• [Problem to solve]: With pictures left out, set down exactly the lines that begin at the one containing "so like, the red chair" and end with the last line of the entries below.

___ Records for the task ___

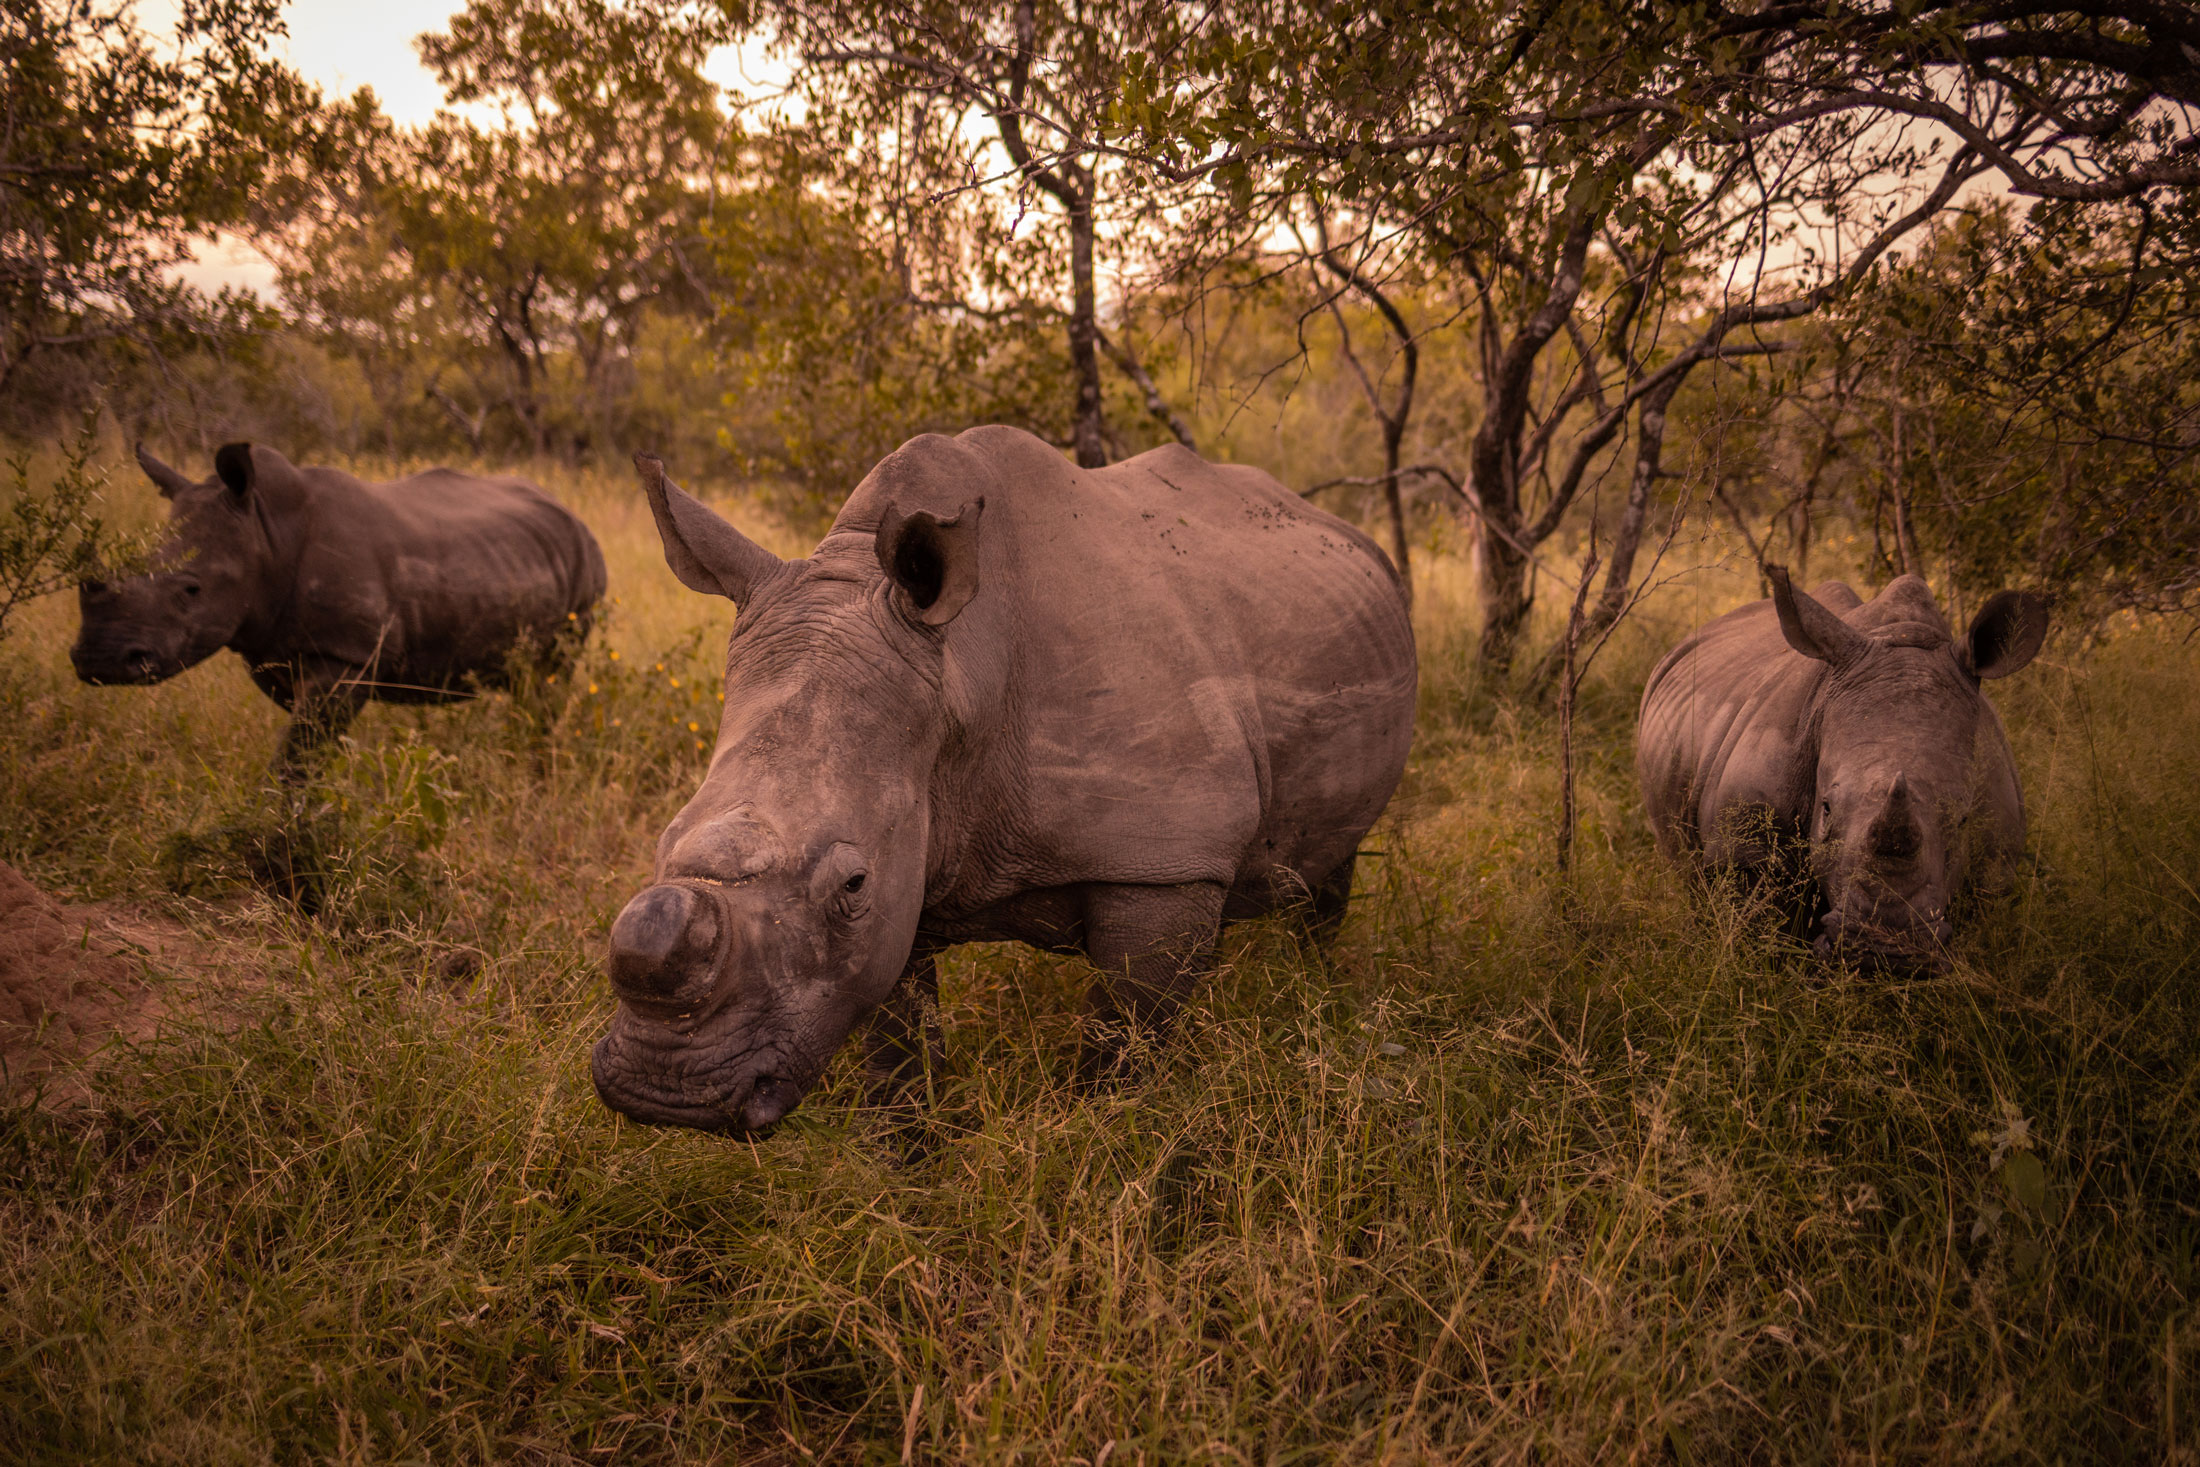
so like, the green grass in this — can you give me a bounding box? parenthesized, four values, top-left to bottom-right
(1, 465, 2197, 1463)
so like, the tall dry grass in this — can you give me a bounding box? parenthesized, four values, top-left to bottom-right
(0, 457, 2195, 1463)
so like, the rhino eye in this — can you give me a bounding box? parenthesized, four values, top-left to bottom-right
(182, 583, 201, 597)
(843, 872, 866, 894)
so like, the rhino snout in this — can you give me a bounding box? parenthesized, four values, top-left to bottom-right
(70, 639, 166, 685)
(589, 1011, 809, 1136)
(608, 883, 723, 1008)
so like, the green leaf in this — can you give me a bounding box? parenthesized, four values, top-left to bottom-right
(2002, 1151, 2048, 1212)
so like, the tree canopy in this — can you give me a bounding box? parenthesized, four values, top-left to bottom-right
(0, 0, 318, 407)
(9, 0, 2198, 635)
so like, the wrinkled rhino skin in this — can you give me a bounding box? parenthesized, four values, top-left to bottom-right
(1636, 567, 2048, 967)
(592, 426, 1418, 1135)
(74, 442, 606, 769)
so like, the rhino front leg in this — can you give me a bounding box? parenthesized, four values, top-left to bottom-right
(274, 670, 368, 781)
(863, 946, 949, 1159)
(1077, 881, 1227, 1087)
(863, 945, 946, 1110)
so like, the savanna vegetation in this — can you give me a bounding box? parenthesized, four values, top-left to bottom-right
(3, 0, 2200, 1460)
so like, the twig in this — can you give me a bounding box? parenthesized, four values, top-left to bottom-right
(1557, 532, 1602, 877)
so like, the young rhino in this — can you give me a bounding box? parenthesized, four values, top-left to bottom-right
(1636, 568, 2049, 967)
(73, 443, 605, 770)
(592, 427, 1417, 1136)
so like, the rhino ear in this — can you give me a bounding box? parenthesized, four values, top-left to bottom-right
(136, 443, 195, 500)
(634, 453, 784, 607)
(1963, 589, 2050, 680)
(213, 442, 256, 503)
(1766, 563, 1866, 669)
(877, 498, 983, 627)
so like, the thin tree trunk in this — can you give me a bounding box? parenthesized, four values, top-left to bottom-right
(1381, 420, 1411, 609)
(427, 383, 487, 451)
(1066, 184, 1107, 468)
(1523, 374, 1679, 693)
(1790, 419, 1839, 583)
(1468, 211, 1597, 672)
(1474, 510, 1534, 670)
(1588, 372, 1680, 633)
(995, 1, 1108, 469)
(1556, 537, 1600, 877)
(1313, 237, 1418, 609)
(1095, 328, 1197, 451)
(1889, 394, 1920, 577)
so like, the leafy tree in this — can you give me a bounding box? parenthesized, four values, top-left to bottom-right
(1117, 0, 2198, 670)
(706, 127, 1073, 506)
(1284, 219, 1430, 608)
(0, 0, 316, 407)
(759, 0, 1190, 467)
(277, 0, 737, 460)
(1724, 202, 2200, 617)
(0, 412, 148, 647)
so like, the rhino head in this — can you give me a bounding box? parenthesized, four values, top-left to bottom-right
(1767, 567, 2048, 969)
(591, 452, 984, 1134)
(72, 444, 285, 686)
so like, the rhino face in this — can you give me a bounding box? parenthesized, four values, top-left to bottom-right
(591, 455, 982, 1134)
(72, 445, 266, 686)
(1807, 672, 1976, 964)
(1770, 569, 2047, 969)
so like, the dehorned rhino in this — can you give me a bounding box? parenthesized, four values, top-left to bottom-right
(1636, 567, 2049, 966)
(592, 426, 1417, 1135)
(73, 442, 606, 769)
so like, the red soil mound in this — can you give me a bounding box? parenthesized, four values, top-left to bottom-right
(0, 861, 240, 1100)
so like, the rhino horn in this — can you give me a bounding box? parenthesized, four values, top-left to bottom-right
(1870, 773, 1922, 859)
(135, 443, 195, 500)
(1887, 771, 1910, 811)
(634, 452, 785, 608)
(1766, 563, 1867, 670)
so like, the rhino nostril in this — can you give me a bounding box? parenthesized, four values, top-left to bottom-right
(608, 884, 721, 1001)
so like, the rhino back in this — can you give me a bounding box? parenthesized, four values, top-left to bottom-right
(277, 467, 604, 691)
(1637, 598, 1823, 865)
(839, 427, 1416, 910)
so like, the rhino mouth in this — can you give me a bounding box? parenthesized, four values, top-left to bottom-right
(590, 1009, 813, 1135)
(71, 645, 179, 686)
(1814, 911, 1953, 973)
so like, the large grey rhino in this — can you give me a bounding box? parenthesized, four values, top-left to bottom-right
(591, 426, 1417, 1135)
(73, 442, 606, 769)
(1636, 568, 2049, 965)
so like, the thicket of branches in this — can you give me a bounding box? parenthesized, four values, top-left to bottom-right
(5, 0, 2197, 660)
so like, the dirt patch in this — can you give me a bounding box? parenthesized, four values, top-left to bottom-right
(0, 861, 250, 1103)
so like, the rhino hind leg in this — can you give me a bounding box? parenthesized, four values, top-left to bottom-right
(1075, 881, 1228, 1089)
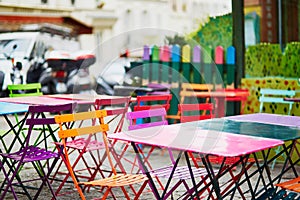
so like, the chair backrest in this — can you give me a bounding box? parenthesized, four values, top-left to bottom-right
(24, 103, 75, 148)
(8, 83, 43, 97)
(126, 108, 178, 164)
(54, 110, 117, 177)
(259, 88, 296, 115)
(94, 97, 131, 133)
(178, 103, 214, 123)
(127, 108, 168, 130)
(180, 83, 213, 104)
(134, 94, 172, 111)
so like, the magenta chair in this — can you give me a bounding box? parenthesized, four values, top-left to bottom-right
(0, 103, 75, 199)
(126, 108, 213, 199)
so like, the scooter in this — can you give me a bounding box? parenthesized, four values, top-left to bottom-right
(39, 50, 96, 95)
(67, 51, 96, 95)
(0, 44, 24, 96)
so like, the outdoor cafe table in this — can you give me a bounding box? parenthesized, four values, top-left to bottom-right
(201, 113, 300, 196)
(108, 116, 285, 199)
(194, 89, 249, 117)
(0, 102, 30, 154)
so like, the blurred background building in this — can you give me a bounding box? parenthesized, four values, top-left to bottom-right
(0, 0, 298, 74)
(0, 0, 232, 73)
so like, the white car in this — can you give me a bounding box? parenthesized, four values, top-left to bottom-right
(0, 31, 80, 96)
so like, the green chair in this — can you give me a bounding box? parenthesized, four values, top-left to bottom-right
(7, 83, 43, 142)
(7, 83, 43, 97)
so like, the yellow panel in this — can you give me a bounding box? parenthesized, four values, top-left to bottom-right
(58, 124, 109, 139)
(55, 110, 107, 123)
(182, 45, 191, 63)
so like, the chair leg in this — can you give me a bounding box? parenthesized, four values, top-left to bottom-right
(271, 146, 286, 170)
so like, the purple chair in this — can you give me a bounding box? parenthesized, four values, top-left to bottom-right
(126, 108, 213, 199)
(0, 103, 75, 199)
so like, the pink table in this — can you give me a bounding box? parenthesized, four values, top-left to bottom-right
(109, 121, 283, 199)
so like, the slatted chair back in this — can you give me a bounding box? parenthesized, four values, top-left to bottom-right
(127, 108, 168, 130)
(134, 94, 172, 112)
(259, 88, 296, 115)
(178, 103, 214, 123)
(94, 96, 131, 133)
(180, 83, 213, 104)
(8, 83, 43, 97)
(54, 110, 148, 200)
(166, 83, 213, 123)
(0, 103, 75, 200)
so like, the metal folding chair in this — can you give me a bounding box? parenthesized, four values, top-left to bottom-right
(126, 108, 213, 199)
(7, 83, 43, 140)
(53, 97, 131, 197)
(0, 103, 74, 199)
(7, 83, 43, 97)
(94, 96, 132, 175)
(54, 110, 148, 200)
(259, 88, 296, 169)
(134, 94, 172, 111)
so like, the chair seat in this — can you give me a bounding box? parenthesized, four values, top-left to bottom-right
(55, 138, 105, 151)
(207, 156, 256, 165)
(150, 165, 210, 180)
(276, 176, 300, 192)
(81, 174, 148, 187)
(1, 146, 58, 162)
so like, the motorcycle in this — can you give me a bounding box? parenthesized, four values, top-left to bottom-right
(39, 50, 96, 95)
(95, 57, 140, 96)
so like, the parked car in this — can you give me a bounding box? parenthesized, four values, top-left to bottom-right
(0, 30, 80, 96)
(95, 57, 143, 95)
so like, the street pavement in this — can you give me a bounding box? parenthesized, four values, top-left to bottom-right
(0, 114, 299, 199)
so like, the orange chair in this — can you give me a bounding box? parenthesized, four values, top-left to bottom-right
(276, 176, 300, 195)
(55, 110, 148, 200)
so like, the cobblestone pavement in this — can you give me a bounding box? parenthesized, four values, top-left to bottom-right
(1, 115, 299, 199)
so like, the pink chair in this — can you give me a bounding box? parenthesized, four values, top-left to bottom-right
(126, 108, 213, 199)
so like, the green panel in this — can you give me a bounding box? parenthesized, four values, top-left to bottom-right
(182, 62, 191, 83)
(192, 62, 201, 83)
(142, 60, 150, 84)
(161, 61, 170, 83)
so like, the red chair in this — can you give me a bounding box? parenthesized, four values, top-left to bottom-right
(94, 96, 132, 174)
(134, 94, 172, 111)
(94, 96, 131, 133)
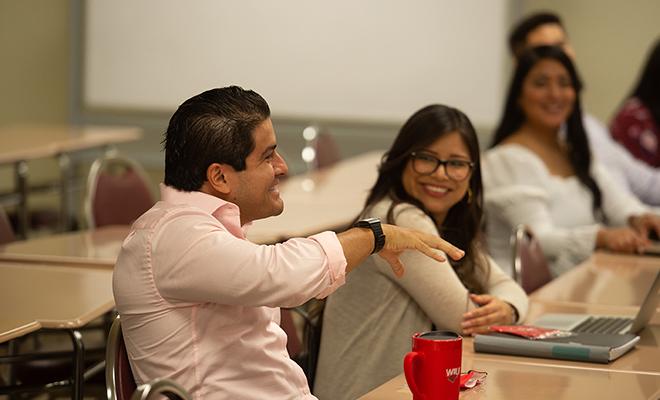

___

• [Solution for this exercise]:
so like, the red chair in this — can you give me a bounding box? parenthesized, four values, top-left to bottom-right
(94, 96, 132, 174)
(134, 94, 172, 111)
(94, 96, 131, 133)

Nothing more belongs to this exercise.